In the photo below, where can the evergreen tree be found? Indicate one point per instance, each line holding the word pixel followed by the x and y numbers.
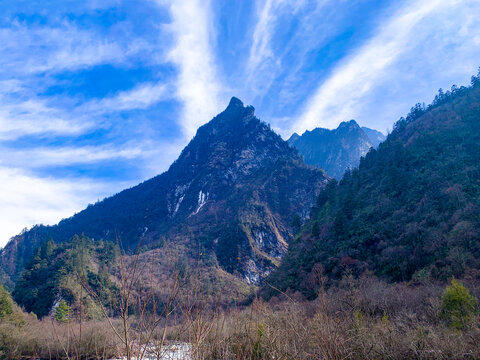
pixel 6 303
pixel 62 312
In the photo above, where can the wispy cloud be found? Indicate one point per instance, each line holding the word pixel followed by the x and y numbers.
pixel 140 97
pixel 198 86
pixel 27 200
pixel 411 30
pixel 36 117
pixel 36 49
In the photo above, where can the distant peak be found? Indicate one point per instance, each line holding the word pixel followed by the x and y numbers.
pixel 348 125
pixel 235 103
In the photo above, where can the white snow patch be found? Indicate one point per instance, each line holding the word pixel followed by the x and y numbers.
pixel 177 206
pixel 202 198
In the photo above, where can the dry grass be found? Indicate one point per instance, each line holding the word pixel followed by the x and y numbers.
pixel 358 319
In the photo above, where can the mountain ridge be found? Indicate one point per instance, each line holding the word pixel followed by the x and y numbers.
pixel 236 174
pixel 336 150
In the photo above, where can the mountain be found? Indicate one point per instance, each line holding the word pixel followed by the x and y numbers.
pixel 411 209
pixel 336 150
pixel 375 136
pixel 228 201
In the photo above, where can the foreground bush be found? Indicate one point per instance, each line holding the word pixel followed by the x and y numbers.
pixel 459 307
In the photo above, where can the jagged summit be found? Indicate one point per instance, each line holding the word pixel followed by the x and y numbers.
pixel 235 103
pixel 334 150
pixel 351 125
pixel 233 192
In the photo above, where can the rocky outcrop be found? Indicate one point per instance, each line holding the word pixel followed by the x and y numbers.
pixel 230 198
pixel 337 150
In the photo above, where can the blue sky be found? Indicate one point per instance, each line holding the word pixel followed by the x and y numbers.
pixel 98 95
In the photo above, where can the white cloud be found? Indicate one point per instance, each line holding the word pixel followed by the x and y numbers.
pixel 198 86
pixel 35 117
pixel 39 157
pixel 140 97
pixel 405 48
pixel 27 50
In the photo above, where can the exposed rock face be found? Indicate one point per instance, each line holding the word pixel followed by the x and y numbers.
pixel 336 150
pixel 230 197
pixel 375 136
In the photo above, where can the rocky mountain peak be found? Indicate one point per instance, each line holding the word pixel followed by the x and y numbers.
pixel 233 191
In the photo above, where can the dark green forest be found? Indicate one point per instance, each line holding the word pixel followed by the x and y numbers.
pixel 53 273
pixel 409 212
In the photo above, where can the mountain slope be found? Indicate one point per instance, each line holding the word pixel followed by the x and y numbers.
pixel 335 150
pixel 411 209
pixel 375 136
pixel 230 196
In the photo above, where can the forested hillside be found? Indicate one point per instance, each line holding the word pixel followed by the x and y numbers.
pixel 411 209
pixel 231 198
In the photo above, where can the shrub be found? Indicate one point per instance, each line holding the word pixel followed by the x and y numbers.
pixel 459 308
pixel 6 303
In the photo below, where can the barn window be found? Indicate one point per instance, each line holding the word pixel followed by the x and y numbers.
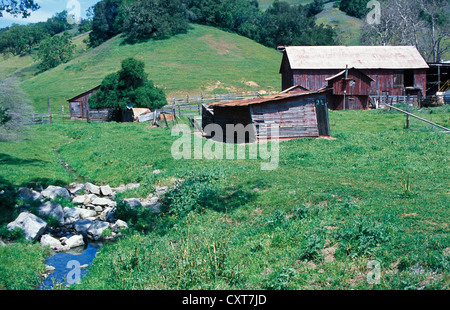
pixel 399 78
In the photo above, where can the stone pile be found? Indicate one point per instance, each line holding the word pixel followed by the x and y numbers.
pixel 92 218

§

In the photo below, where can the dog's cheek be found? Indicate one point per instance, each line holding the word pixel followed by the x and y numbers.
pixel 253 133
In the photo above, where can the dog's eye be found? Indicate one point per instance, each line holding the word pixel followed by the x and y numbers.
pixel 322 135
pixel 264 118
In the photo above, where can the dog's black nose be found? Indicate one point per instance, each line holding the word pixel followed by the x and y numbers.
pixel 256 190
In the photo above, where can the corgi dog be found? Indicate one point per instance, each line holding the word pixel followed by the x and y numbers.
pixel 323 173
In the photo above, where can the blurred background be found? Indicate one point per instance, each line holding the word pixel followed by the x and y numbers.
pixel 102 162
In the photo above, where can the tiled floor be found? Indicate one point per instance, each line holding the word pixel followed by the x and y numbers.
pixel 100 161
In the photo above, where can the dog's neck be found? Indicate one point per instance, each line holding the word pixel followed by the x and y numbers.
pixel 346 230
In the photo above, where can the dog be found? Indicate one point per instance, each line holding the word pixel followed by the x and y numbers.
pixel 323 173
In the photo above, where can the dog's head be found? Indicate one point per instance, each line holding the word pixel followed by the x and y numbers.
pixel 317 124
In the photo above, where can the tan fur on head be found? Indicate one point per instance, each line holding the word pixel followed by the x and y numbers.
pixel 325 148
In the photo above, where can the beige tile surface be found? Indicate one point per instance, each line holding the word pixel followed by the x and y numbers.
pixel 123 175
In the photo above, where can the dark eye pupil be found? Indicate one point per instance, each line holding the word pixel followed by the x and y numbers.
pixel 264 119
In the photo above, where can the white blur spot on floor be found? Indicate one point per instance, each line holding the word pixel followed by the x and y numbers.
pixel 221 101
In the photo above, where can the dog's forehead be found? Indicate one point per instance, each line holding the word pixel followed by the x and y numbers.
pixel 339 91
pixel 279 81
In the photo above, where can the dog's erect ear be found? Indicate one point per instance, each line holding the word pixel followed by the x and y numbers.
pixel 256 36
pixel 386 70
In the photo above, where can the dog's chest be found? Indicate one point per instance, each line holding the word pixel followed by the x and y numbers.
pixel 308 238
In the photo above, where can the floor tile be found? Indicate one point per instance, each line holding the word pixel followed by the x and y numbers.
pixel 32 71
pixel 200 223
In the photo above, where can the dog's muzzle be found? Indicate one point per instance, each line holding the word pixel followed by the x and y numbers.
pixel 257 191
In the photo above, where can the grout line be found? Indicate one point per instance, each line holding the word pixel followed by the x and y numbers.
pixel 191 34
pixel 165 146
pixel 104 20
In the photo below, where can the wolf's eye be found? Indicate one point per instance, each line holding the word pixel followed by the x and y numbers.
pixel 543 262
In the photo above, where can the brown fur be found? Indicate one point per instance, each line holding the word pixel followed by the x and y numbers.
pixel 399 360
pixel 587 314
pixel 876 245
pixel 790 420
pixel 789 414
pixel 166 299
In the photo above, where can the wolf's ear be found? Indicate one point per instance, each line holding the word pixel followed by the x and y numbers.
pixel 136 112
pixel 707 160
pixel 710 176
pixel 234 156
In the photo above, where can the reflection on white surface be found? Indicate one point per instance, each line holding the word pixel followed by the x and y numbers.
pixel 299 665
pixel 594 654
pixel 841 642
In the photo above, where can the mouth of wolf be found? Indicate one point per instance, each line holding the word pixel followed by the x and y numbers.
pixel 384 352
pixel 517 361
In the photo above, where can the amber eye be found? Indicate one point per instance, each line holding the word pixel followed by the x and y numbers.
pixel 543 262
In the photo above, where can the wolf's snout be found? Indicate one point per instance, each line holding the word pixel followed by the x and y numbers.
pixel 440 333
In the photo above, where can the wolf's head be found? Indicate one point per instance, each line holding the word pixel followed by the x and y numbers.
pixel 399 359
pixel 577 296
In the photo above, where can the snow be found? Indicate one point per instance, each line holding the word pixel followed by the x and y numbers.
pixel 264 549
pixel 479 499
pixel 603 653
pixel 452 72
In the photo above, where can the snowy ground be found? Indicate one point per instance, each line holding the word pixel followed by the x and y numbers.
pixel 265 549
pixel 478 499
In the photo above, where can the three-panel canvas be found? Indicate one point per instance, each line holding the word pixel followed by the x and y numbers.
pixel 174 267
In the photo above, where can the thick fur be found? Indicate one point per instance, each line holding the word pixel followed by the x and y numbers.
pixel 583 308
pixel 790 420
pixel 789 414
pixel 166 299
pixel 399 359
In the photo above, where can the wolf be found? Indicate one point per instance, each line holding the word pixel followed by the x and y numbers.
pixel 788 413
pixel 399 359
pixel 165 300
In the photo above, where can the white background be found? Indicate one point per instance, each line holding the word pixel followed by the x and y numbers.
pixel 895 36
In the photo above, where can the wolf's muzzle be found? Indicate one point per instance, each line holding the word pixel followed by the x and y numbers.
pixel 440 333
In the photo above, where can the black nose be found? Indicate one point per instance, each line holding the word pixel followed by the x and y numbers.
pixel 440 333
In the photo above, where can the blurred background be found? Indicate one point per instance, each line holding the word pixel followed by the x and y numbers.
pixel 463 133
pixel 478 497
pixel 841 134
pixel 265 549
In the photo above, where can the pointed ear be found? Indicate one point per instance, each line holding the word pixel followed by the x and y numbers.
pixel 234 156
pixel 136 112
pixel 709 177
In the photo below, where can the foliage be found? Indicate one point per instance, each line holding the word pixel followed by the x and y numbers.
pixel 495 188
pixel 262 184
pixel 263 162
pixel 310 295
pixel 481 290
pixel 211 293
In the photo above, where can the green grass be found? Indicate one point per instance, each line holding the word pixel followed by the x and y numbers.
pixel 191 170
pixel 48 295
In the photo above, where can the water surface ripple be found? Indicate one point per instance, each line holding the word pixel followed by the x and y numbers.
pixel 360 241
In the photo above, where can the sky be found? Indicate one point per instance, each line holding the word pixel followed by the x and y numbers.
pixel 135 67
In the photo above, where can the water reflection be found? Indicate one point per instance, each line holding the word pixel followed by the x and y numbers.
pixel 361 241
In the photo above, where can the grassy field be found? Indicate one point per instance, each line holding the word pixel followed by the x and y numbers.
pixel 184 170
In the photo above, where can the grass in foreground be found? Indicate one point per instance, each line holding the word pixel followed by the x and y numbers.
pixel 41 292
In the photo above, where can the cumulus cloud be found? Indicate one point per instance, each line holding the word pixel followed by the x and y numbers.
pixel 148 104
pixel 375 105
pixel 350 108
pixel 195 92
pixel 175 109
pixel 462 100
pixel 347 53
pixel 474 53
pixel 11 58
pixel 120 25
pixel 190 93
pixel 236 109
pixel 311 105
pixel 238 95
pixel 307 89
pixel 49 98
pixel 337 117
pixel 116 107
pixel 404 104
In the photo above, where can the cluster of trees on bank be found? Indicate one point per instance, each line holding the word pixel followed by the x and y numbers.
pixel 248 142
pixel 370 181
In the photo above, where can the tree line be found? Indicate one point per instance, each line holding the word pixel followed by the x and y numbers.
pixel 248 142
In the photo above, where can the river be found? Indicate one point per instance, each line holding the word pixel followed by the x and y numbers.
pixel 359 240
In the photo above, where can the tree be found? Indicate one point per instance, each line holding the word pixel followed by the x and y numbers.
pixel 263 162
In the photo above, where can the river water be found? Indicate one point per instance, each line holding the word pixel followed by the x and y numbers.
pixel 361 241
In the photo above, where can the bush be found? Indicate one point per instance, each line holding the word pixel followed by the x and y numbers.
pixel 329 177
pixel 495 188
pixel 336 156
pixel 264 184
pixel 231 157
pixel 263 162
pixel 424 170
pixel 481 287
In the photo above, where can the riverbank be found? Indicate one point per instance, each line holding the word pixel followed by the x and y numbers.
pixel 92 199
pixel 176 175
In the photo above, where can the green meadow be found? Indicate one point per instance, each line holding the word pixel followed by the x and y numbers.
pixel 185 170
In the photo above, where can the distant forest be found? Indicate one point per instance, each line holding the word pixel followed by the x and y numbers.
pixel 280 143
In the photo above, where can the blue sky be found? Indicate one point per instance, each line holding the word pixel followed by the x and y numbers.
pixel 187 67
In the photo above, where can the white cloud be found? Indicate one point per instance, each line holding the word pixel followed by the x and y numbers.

§

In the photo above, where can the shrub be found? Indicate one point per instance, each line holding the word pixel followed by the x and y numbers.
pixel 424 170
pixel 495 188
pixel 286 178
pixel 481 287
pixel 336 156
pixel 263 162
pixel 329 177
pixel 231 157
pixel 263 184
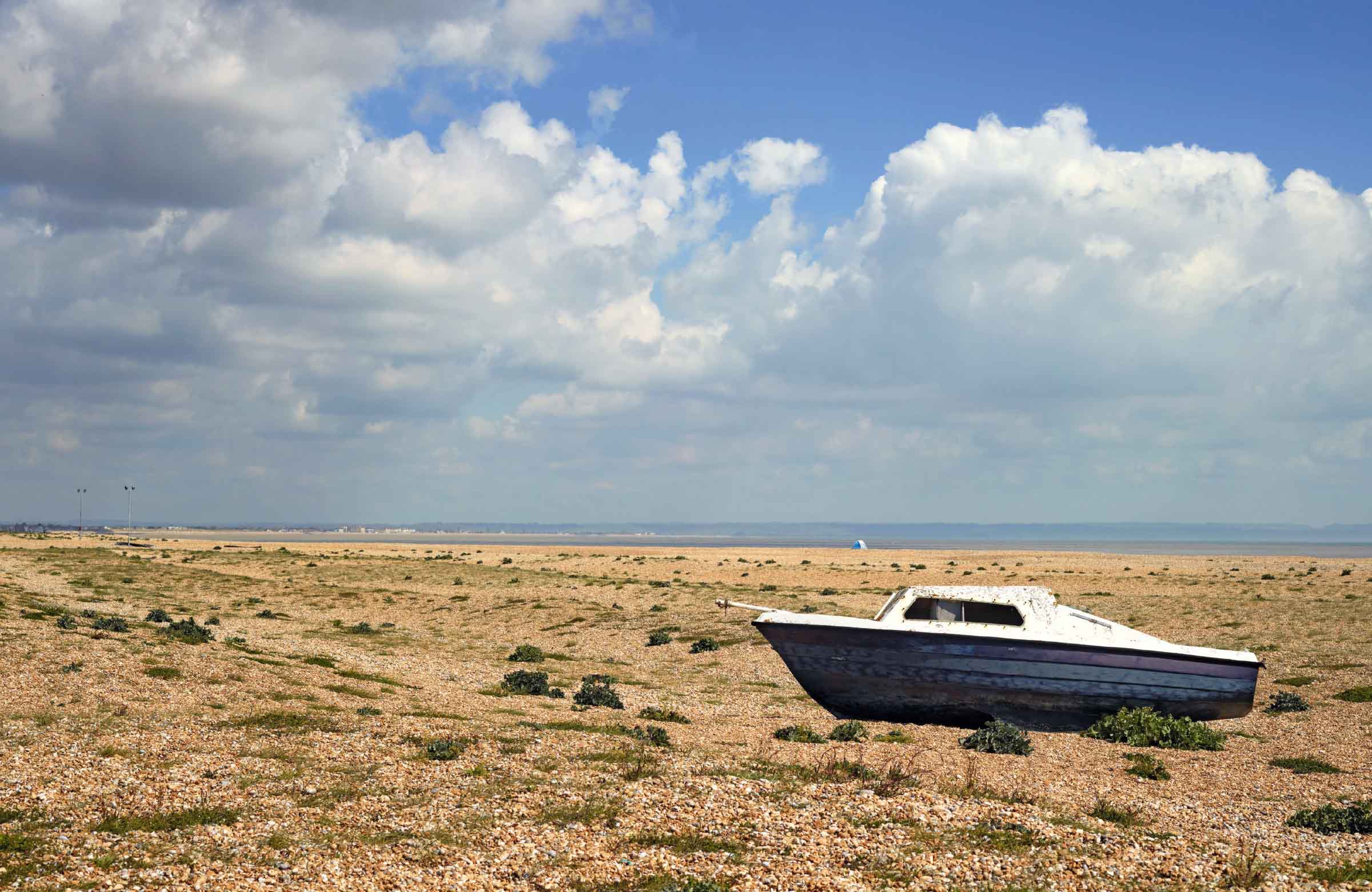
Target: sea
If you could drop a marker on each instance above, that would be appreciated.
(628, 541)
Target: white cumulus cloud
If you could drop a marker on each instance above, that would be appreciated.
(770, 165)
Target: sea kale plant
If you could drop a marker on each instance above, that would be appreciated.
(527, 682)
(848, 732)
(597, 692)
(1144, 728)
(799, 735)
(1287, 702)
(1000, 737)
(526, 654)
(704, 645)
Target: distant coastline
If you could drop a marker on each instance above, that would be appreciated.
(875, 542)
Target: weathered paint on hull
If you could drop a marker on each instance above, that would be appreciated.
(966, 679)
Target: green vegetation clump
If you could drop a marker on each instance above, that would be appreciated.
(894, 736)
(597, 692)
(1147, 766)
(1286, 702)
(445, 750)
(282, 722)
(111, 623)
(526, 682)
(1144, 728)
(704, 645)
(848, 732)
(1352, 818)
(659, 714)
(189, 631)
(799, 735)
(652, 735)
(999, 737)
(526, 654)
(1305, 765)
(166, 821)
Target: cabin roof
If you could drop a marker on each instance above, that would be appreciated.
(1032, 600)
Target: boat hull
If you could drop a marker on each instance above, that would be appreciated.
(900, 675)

§

== Instructions for the task ==
In how many lines of the entries does "hull" appear? Reply with only the number.

== Output for this exercise ==
2